◆ **Consignes de travail**
1 - Recopiez, dans le texte sur la médecine familiale, le passage qui commence par les mots « Cette édition présente » et finit par « sur cette question. ».
2 - D'après le texte sur la médecine familiale, combien de patients ont des symptômes que la médecine n'explique pas ?

━━━ Extrait du texte ━━━

Par le passé, les principes et l’exercice du généralisme étaient incarnés par un seul professionnel, l’omnipraticien ou MF à l’ancienne qui offrait des soins complets aux patients, aux familles et aux communautés, du berceau à la tombe. Depuis les 3 dernières générations, cet « idéal » est à la fois insuffisant et difficile à maintenir. De puissantes forces sociales, y compris l’urbanisation, le vieillissement de la population, les progrès en médecine, le consumérisme, l’évolution des attentes des patients, de même que l’essor des technologies de l’information, ont exercé d’énormes pressions sur le modèle du MF d’autrefois.
Cette édition présente une étude de recherche par Freeman et coll. qui confirme un changement générationnel dans l’intégralité des soins fournis par les MF, avec un déclin sur 3 générations de diplômés d’un programme de résidence (page 751)2. Ce déclin est probablement le reflet de ces pressions sociétales, quoique l’étude ne se penche pas sur cette question.
Une façon de réduire ces pressions est de penser aux divers éléments du travail du généraliste et de les répartir entre les membres d’une « équipe généraliste en soins de santé ». Par exemple, dans les populations adultes de pays à revenu élevé, la moitié de la population est en relativement bonne santé et pourrait n’avoir besoin que de soins aigus épisodiques pour des problèmes assez simples1. Pour ces patients, l’accès importe plus que la continuité, et ils pourraient bénéficier de voir un autre professionnel de la santé ou de consulter au moyen de la technologie. Une connaissance approfondie de la personne pourrait ne pas être importante. À l’autre extrémité se trouvent les 1 à 2 % de patients ayant des besoins médicaux complexes, pour qui la continuité et l’intégralité des soins sont essentielles1. Dans ces cas, des rencontres en personne avec un MF, épaulé par une équipe, sont nécessaires et précieuses. Entre ces 2 extrêmes, environ 25 % des patients ont des symptômes n’ayant pas d’explications médicales1 et qui bénéficieraient le plus de ce qu’a à offrir le MF d’antan, soit une connaissance approfondie du patient, acquise avec le temps, susceptible de réduire les investigations et les traitements excessifs, leur épargnant de potentiels préjudices.

━━━ Données fournies ━━━

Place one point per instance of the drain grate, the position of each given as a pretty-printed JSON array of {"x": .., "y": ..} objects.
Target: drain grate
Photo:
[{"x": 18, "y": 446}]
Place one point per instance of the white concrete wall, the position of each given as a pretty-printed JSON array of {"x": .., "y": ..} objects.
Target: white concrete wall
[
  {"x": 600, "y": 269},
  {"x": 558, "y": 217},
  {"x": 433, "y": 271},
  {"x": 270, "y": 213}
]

━━━
━━━ Données fournies ━━━

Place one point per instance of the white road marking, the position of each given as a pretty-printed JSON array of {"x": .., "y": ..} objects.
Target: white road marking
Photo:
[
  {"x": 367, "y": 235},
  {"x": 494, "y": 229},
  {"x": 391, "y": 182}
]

━━━

◆ **Réponses de l'exercice**
1 -
Cette édition présente une étude de recherche par Freeman et coll. qui confirme un changement générationnel dans l’intégralité des soins fournis par les MF, avec un déclin sur 3 générations de diplômés d’un programme de résidence (page 751)2. Ce déclin est probablement le reflet de ces pressions sociétales, quoique l’étude ne se penche pas sur cette question.

2 - Environ 25 % des patients.